Data items:
● ● ●
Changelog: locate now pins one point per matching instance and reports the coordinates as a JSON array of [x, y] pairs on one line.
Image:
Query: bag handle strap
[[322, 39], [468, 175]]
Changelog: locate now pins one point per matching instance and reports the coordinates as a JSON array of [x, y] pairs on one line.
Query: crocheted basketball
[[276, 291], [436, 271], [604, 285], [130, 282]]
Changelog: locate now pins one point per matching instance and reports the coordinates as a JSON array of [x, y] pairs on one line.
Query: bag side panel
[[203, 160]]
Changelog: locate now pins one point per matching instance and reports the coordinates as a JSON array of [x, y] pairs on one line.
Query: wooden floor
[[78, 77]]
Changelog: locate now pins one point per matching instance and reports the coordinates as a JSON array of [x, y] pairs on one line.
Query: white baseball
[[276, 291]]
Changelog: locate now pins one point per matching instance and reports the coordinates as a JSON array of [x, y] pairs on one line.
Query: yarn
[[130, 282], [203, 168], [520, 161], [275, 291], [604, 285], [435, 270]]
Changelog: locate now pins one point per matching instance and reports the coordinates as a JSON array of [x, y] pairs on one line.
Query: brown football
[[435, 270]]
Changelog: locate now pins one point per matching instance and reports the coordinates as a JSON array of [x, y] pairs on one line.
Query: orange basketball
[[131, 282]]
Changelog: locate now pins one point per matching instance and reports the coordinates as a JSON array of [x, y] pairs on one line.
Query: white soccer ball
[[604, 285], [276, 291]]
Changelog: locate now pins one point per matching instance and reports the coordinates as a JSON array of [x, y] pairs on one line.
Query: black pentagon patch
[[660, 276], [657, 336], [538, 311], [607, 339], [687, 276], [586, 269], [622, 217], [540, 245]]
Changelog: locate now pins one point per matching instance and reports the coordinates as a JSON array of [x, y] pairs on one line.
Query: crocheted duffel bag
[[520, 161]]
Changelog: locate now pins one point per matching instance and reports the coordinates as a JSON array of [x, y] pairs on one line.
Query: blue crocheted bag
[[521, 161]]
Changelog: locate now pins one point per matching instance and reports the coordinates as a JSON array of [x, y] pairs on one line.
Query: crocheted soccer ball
● ● ●
◆ PROBLEM TO SOLVE ◆
Above are the records; copy all of them exactly.

◆ PROBLEM SOLUTION ◆
Changelog: locate now pins one point per matching instance and reports the coordinates as a JSON array of [x, y] pairs on one line.
Image:
Query: bag handle strap
[[322, 39], [468, 175]]
Changelog: locate now pins one point per matching instance and reports the coordinates as a JSON array of [x, y] pairs on one line.
Query: crocheted basketball
[[276, 291], [436, 271], [604, 285], [130, 282]]
Changelog: locate now pins one point per matching instance and reports the coordinates as a JSON array of [x, y] pairs on one line.
Query: bag side panel
[[203, 160]]
Changelog: locate now pins one point per matching instance and reports the coordinates as a JSON array of [x, y] pairs on one line.
Query: wooden floor
[[78, 77]]
Changelog: locate now pins one point per matching instance and reports the coordinates as a JSON array of [x, y] pairs on one line.
Query: white baseball
[[276, 291]]
Changelog: locate now pins one point per matching instance and reports the coordinates as a JSON array of [x, y] pairs on one line.
Query: yarn
[[130, 282], [203, 168], [520, 161], [275, 291], [604, 285], [435, 270]]
Changelog: locate now pins one point per matching instance and reports the coordinates as a JSON array of [x, y] pairs on one line.
Query: brown football
[[435, 270]]
Changelog: locate now pins one point per matching instance and reports the coordinates as a JSON array of [x, y] pairs on one line.
Query: orange basketball
[[131, 282]]
Changelog: locate now pins one point per matching instance and reports the coordinates as a JSON array of [x, y] pairs on one line.
Query: white soccer ball
[[604, 285], [276, 291]]
Changelog: locate now pins one point per matching instance and reports the coordinates as a JSON array of [x, y] pairs on one line.
Query: black pentagon patch
[[660, 276], [657, 336], [538, 311], [607, 339], [687, 276], [586, 269], [622, 217], [540, 245]]
Changelog: locate now pins one point per matching instance and reports the coordinates as a JSON array of [x, y] pairs on one line.
Query: crocheted duffel bag
[[520, 161]]
Changelog: locate now pins one point per matching instance and reports the coordinates as a JSON array of [x, y] pairs on one line.
Query: blue crocheted bag
[[521, 161]]
Changelog: locate now pins one point per matching instance and reports the coordinates as a JSON array of [x, y] pairs on one line.
Query: crocheted soccer ball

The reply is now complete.